%%

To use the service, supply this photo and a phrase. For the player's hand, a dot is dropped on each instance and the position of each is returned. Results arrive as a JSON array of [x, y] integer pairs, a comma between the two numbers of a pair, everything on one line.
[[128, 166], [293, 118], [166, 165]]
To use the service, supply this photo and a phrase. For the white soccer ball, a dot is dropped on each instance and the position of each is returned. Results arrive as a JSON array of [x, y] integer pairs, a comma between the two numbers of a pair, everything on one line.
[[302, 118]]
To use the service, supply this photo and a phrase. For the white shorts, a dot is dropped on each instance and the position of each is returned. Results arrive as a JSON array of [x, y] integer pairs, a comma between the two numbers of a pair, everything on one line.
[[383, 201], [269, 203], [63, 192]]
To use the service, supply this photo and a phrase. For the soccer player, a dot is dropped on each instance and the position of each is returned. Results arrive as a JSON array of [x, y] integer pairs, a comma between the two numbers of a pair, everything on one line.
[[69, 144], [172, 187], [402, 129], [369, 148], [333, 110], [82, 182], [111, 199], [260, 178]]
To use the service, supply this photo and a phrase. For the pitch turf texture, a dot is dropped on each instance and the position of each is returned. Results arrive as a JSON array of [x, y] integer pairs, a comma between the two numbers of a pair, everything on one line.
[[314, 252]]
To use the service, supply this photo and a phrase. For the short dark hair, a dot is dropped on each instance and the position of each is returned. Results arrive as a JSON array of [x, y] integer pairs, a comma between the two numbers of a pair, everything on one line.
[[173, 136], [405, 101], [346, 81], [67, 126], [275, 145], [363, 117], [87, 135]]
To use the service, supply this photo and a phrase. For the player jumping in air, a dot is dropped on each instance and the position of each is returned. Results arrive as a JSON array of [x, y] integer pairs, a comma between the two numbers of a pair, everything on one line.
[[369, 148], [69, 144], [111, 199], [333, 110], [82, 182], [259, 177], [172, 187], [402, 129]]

%%

A word-for-word copy of the material is required.

To use the service, supply this photo and a phrase. For the player's hand, a dot is dropped on each instance and the position of each is returned. Results arrive as a JSON array of [x, y] integer pairs, a comma between the two numbers of a pair, everything on one line.
[[128, 166], [293, 118], [166, 165]]
To use the service, supply this photo and a phrase. For the white soccer ball, a dot is dropped on each instance and the position of each is returned. Results arrive as a JSON array of [x, y] integer pairs, a comma between the two numbers of a pair, everything on one line.
[[302, 118]]
To use the service, supply this photo and a phrase. For the white shorts, a dot is dropped on each instance and the position of each is returned. Results arrive as a JSON array of [x, y] integer pairs, a comma between the two numbers of a pair, everything on one line.
[[383, 201], [269, 203], [63, 192]]
To use the service, supply this photo and a phrase. For the soccer player, a dot is dropped on each instance and the position of each is returned. Results arrive as a JSON array of [x, y] integer pairs, a comma between the two numbers of a pair, everything on one line.
[[69, 144], [172, 187], [402, 129], [369, 148], [333, 110], [82, 182], [111, 199], [260, 178]]
To use the service, supply this photo and a phrase. For the pitch turf texture, a dot is dropped on each instance and the position of each is returned. Results arrive as a JSON array of [x, y] integer pairs, a comma between the two numbers of a pair, everything on one line.
[[314, 252]]
To use the service, supply this photo and a phrase. For the short dark hair, a dot is dropped on each instance and the position of each is returned. Results arrive as a JSON array of [x, y] integer pairs, a comma between the two numbers of a pair, everything on one line.
[[173, 136], [405, 101], [346, 81], [67, 126], [275, 145], [363, 117], [87, 135]]
To use the service, supply this photo and a phrase. For the player jumping in air, a dot is dropped on each instance and the position of each is returned. Results arrive as a JSON array of [x, y] integer pairs, a comma between the two numbers of a pair, everything on one line.
[[369, 148], [69, 144], [111, 199], [333, 110], [82, 182], [259, 177], [172, 187], [402, 129]]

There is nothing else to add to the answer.